とくにハック&スラッシュやローグライクの場合,新しい武器が手に入ると試したくなりますからね。
森下氏:
こだわっているポイントは,バランスが悪いと言われないようにしようという部分です。さらに今回はグラスホッパーだけでなく,ガンホーをはじめ,ゲームアーツなどグループ会社からも開発スタッフが加わっていますし,そういう意味ではグラスホッパーを核にして,グループ総出でやっているプロジェクトです。
新氏:
グラスホッパーらしくない出来の良さを目指しました。
一同:
(爆笑)
森下氏:
本当にしっかりできているゲームです。新を中心として,スタッフ総出で作っているので,今までのグラスホッパー作品とはだいぶ毛色が違うと思います。まだ絶賛開発中ですけど。
4Gamer:
2016年内にリリースされる予定ですが,進捗はどうでしょうか。
新氏:
2016年内には絶対に間に合います。
*****
◆ 課題について ◆
ゲーム開発についてのインタビュー記事を読み、次の問いに答えてください。
1. グラスホッパーのほかに開発スタッフが加わっているグループ会社として、どの会社の名前が挙がっていますか。
2. 新氏はどのような出来の良さを目指したと言っていますか。
3. このゲームは何年内にリリースされる予定ですか。
ここに載っている資料は、この作業には関係しません。

◆ 抽出項目 ◆
*****
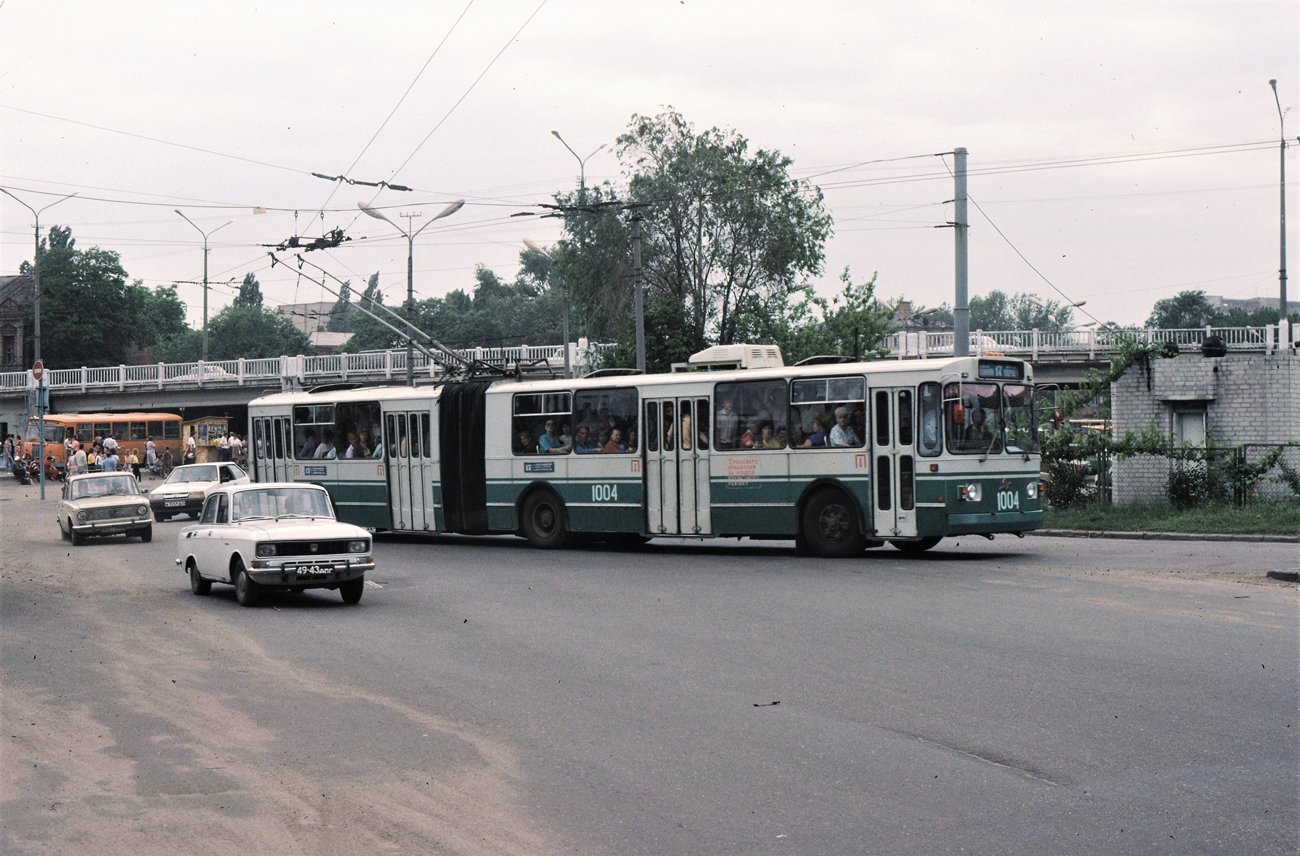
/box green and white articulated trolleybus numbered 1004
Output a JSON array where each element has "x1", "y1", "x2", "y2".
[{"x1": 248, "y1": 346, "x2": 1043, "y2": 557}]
*****
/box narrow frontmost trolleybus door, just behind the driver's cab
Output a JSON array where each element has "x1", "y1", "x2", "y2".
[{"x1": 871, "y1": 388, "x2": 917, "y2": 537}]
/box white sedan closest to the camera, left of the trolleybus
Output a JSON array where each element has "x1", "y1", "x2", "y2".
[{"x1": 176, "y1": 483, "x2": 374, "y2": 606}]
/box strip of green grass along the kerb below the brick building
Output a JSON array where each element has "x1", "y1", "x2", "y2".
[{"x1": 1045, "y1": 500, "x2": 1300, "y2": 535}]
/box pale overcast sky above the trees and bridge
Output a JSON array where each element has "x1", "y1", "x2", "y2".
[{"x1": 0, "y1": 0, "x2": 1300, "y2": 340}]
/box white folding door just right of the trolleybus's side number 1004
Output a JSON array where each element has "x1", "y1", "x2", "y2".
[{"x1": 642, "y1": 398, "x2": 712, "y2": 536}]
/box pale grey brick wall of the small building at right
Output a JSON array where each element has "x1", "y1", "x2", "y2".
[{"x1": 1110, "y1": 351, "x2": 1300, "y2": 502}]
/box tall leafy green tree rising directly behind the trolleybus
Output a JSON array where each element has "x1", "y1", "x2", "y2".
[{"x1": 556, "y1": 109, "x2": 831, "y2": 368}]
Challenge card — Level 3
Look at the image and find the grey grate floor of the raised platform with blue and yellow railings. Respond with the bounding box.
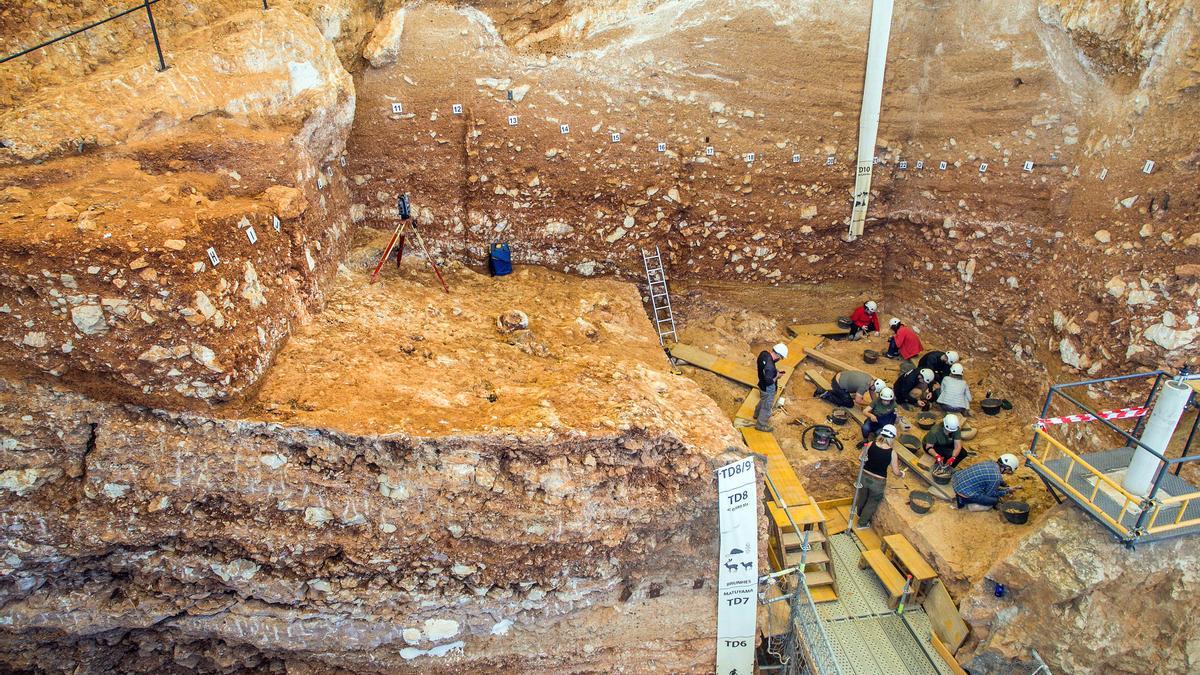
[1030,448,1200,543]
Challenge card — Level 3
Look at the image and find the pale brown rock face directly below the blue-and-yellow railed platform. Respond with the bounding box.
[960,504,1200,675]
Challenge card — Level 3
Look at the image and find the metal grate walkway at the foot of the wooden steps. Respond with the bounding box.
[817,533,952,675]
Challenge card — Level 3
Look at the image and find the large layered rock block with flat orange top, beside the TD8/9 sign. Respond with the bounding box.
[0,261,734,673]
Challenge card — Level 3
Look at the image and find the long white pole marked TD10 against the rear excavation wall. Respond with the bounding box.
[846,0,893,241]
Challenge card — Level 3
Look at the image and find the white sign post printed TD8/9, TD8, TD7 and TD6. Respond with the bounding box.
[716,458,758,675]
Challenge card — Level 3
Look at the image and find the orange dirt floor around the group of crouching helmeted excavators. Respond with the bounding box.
*****
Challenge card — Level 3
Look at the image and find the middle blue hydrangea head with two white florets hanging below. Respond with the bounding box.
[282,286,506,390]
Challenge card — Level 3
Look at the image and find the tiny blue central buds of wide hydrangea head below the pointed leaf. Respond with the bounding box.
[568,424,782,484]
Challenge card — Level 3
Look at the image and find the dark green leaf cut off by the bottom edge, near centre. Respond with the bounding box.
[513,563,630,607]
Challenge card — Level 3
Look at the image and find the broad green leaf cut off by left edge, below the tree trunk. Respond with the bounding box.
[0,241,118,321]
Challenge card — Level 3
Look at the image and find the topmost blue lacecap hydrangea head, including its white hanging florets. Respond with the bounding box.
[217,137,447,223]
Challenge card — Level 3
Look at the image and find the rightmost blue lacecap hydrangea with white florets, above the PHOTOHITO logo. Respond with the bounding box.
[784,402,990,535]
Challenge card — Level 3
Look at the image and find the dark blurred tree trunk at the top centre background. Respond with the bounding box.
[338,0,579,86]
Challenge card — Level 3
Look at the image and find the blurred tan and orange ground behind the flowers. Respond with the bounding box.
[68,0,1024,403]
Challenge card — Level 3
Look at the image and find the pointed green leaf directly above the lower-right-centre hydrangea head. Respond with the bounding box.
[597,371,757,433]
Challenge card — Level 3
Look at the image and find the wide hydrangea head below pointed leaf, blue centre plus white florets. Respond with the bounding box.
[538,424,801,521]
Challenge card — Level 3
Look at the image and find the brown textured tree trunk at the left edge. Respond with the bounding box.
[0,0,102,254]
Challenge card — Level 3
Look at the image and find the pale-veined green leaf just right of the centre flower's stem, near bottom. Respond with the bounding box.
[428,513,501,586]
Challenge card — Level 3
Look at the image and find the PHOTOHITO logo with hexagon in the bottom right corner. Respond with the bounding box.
*****
◆ 課題の解答 ◆
1. ガンホーをはじめ、ゲームアーツなどのグループ会社の名前が挙がっています。
2. 新氏は、グラスホッパーらしくない出来の良さを目指したと言っています。
3. 2016年内にリリースされる予定です。